■ GIVEN TEXT
■ ■ ■ ■ ■

Bryan Johnson is a rising star among celebrity technologists. After selling Braintree Financial to Ebay for $800M in 2013, Bryan founded OS Fund to encourage development of emerging technologies in the fields of biotechnology, machine intelligence, and space exploration. And he recently launched a new business of his own, Kernel, which is building neuroprosthetics to improve human intelligence.

One of the most interesting things about Bryan, for me, is his perspective on the relation between humanity and technology. While many entrepreneurs are jumping into the machine intelligence space, he’s deliberately opting to focus on the human intelligence space, not only with his considerable financial resources, but also with the bulk of his own time – arguably the most scarce resource for persons in his position. Shedding light on his reasoning, in a recent TechCrunch article, he argues that “the combination of human and artificial intelligence will define humanity’s future”.

I agree. Intelligence is power. It is the fundamental technology. And the possibility space of superintelligence is the ultimate expression of power and technology. Although human intelligence has long reigned supreme on Earth, its days appear to be numbered. Machine intelligence already far exceeds human intelligence in many ways. And it may soon exceed human intelligence in all ways. Whether and how that happens depends, in large part, on whether and how we choose to cultivate the continually evolving relationship between human and machine intelligence.

In his article, Bryan notes that human intelligence appears to be unique, at least for now, in its “unparalleled ability to design, modify and build new forms of intelligence”. We are the forgers, the machinists, and the programmers. We are the creators. And while unparalleled, we have been increasingly aided in creation by our machines. Indeed, it has become increasingly difficult to distinguish between human and machine creations, as algorithms develop new algorithms that generate machines that fabricate new machines. The line between human and machine intelligence blurs.

Perhaps that line will remain blurred, going forward, and become even more blurry. Maybe human and machine intelligence will become increasingly intimate and inseparable. But that’s not the only possibility. At least apparently, there’s risk that the blurring of the line may be only temporary as machine intelligence passes human intelligence, marching and then racing onward to Technological Singularity. There’s risk that the combination of human and machine intelligence will not happen fast enough or deeply enough to prevent us from losing the ability to predict and control, or (perhaps better) cooperate with, the trajectory of our creations.

So Bryan claims, rightly in my opinion, that human intelligence enhancement “could be the most consequential technological development of our time, and in history”. Pay attention to the “could be”. That’s key. There’s no appeal to inevitability. There’s no fatalism. And pay attention to the “most consequential”. It’s not merely cheerleading some supposed obvious good. This is a claim of momentousness. It is both opportunity and risk, both in achievement and in results.

Even if we succeed in cultivating a thorough combination of human and machine intelligence, it could go wrong in so many ways. The possibility space includes as many horrors as wonders. And the reality space, I’m confident, will almost certainly express both – assuming we get that far. The full spectrum of apocalyptic, messianic, and millenarian expectations are rightly exhibited among those who contemplate this future. It is theology, even if misrecognized.

■ ■ ■ ■ ■

■ EXERCISE DATA
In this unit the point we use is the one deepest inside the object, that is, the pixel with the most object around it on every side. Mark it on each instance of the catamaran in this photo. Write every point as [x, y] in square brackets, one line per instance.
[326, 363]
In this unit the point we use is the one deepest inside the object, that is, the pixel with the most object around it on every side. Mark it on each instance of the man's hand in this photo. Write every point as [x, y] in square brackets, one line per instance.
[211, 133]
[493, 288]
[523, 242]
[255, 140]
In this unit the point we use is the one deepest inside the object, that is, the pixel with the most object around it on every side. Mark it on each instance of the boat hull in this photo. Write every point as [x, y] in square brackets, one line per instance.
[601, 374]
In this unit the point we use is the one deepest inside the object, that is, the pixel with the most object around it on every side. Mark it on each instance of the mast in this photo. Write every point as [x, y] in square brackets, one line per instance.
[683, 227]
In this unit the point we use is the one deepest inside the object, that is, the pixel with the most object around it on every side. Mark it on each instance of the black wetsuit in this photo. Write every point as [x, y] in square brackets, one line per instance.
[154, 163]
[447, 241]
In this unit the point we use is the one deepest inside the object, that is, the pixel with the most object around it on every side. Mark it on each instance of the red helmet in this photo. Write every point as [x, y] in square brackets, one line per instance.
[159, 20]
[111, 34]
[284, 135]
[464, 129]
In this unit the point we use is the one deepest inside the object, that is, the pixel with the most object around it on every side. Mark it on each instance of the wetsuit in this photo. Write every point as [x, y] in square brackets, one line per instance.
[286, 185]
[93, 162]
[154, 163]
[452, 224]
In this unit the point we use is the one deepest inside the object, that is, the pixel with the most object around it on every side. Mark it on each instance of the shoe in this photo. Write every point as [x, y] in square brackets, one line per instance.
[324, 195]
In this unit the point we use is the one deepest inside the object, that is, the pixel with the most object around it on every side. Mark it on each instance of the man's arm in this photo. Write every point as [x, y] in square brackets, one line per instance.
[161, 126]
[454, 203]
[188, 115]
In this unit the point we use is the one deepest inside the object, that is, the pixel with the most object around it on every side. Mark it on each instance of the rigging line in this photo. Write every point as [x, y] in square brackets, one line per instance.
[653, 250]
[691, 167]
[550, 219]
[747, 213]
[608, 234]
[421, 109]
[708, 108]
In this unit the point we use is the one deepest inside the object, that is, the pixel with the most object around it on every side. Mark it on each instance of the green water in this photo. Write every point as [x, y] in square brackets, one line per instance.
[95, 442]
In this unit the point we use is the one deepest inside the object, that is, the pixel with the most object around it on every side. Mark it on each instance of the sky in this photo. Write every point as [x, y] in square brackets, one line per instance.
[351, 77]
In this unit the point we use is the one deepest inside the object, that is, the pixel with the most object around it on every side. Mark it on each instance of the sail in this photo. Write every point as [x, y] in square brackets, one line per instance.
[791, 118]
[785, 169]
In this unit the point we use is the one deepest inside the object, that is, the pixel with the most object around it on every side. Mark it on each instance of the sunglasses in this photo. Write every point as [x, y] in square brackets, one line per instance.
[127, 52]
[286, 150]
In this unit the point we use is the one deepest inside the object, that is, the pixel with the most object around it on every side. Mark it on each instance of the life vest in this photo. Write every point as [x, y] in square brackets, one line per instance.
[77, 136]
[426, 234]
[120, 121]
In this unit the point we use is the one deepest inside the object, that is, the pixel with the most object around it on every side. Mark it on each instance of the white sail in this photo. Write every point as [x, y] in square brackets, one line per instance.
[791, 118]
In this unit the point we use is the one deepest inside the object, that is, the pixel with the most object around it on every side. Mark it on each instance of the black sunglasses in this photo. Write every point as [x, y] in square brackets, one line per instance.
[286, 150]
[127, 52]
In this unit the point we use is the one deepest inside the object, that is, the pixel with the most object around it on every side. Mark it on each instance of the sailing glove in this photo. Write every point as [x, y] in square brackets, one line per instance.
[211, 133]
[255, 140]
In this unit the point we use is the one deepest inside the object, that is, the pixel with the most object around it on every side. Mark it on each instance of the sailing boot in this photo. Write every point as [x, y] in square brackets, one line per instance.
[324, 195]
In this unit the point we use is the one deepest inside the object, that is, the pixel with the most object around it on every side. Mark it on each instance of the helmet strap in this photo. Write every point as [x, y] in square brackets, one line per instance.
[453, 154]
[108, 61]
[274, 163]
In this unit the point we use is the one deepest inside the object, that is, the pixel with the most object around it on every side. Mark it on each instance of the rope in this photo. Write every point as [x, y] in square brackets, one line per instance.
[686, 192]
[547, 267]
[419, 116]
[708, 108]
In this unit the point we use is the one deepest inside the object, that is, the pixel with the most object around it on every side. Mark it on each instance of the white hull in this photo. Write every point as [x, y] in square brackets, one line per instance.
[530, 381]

■ ■ ■ ■ ■

■ ASSIGNMENT
Please reproduce the passage on human and machine intelligence word for word, from "Even if we succeed" to "even if misrecognized.".

■ RESULT FOR THIS EXERCISE
Even if we succeed in cultivating a thorough combination of human and machine intelligence, it could go wrong in so many ways. The possibility space includes as many horrors as wonders. And the reality space, I’m confident, will almost certainly express both – assuming we get that far. The full spectrum of apocalyptic, messianic, and millenarian expectations are rightly exhibited among those who contemplate this future. It is theology, even if misrecognized.